··· PROVIDED MATERIAL

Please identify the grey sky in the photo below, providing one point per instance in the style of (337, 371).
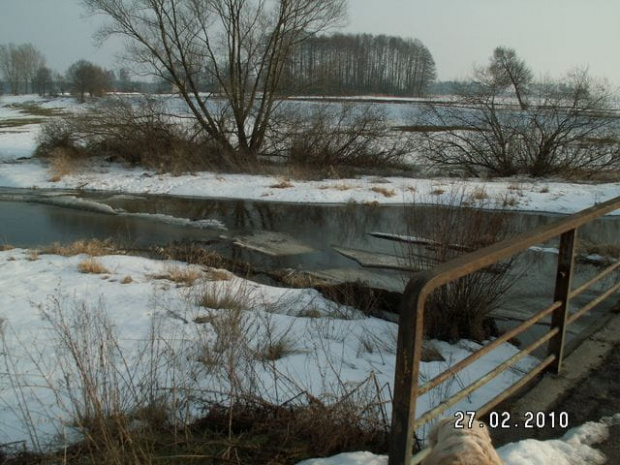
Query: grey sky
(551, 35)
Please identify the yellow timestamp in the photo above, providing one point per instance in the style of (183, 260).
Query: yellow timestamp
(505, 420)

······

WRITTEN INSTRUCTION:
Copy every line of the items above verbatim, leaving out the pictures.

EXPECTED OUTPUT:
Please identify the grey sky in the photo below, providing one point per instance in the style of (337, 371).
Query: grey sky
(551, 35)
Please identify the yellow timestamp in the photo above, providing one point per instance in the style of (183, 260).
Query: yellow timestamp
(505, 420)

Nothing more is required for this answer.